_EXERCISE INSTRUCTIONS_. Rewrite the lines starting at the line that contains "on the bell" and ending at the last line, replacing "plastic film roof" with "canvas roof" and leaving everything else unchanged.

══════

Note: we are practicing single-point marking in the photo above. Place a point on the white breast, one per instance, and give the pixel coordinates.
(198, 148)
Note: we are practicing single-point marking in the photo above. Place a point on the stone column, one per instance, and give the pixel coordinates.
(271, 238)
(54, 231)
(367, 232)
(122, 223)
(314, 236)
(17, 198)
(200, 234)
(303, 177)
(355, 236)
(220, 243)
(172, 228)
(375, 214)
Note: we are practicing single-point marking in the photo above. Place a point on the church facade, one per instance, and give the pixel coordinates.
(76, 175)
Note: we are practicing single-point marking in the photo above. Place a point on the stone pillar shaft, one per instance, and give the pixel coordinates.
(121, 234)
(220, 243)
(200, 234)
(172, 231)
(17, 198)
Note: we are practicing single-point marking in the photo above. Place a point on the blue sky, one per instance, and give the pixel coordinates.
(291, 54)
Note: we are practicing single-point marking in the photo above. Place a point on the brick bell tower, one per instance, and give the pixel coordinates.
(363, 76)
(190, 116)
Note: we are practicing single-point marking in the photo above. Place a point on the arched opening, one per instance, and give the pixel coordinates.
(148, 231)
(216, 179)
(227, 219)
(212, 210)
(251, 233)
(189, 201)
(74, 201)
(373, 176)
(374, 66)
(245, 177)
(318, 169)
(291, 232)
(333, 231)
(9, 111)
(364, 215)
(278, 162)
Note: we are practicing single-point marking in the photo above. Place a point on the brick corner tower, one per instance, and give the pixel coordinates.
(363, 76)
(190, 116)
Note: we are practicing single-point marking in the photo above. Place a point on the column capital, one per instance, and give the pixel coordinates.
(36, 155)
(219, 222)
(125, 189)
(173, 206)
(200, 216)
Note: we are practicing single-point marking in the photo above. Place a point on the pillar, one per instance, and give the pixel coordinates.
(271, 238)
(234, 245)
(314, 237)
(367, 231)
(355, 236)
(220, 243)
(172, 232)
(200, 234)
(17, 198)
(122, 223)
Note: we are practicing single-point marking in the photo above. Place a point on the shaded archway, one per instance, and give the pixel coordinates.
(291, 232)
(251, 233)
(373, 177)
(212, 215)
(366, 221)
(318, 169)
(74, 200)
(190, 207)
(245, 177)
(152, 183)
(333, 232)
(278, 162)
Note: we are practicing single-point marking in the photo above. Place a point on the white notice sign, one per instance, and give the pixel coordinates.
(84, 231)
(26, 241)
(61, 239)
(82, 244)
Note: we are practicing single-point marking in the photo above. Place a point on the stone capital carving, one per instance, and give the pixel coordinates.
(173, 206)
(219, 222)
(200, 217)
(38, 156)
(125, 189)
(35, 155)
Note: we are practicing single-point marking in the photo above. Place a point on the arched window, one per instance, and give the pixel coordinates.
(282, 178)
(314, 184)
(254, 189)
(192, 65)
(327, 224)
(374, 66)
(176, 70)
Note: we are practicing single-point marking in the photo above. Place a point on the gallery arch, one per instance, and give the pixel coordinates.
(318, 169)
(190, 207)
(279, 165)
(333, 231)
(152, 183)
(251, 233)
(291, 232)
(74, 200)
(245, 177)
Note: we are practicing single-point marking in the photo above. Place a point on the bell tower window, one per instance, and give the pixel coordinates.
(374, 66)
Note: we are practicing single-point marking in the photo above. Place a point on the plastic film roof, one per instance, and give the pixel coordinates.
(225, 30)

══════

_THE RESULT_.
Note: we are practicing single-point marking in the photo above. Place a point on the bell tower window, one per instance, and give the pixel coordinates.
(374, 66)
Note: we are practicing single-point marking in the photo above. Place a point on the canvas roof, one per instance, and give the pixel coordinates.
(225, 30)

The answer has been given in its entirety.